## TASK
Report the number of lines below, across both blocks, that contain the word "blonde". Reply with the number alone.

## MATERIAL PROVIDED
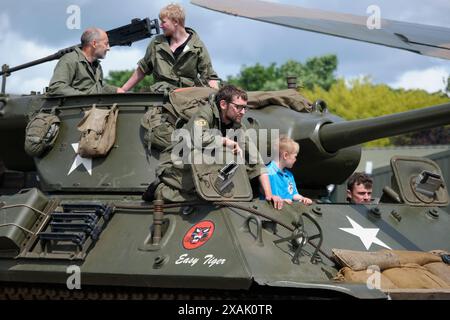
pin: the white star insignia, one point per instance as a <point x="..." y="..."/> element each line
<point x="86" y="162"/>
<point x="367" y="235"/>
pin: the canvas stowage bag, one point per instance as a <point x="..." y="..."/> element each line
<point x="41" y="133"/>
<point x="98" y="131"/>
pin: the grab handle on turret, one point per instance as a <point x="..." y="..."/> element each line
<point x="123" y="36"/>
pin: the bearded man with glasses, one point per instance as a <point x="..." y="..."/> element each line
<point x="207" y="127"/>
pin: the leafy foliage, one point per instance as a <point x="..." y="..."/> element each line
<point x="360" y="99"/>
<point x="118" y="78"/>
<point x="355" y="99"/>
* * *
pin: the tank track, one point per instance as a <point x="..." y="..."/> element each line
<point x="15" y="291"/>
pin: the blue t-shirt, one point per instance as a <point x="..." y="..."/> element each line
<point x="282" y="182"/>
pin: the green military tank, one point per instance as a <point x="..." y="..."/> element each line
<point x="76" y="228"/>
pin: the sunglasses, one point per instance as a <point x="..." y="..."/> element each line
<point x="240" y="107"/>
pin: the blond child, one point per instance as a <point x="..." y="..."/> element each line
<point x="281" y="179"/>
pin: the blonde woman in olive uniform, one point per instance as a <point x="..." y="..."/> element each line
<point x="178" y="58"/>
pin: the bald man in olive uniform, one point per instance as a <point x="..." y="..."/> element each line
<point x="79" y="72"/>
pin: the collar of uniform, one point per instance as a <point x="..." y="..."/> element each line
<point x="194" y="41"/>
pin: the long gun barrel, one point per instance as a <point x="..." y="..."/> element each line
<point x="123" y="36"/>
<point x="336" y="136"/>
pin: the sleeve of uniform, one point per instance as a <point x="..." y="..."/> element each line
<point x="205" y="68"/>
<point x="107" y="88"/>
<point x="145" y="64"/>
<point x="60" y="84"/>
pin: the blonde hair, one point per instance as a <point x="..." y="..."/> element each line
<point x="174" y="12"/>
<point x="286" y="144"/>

## REPLY TO THE EXERCISE
2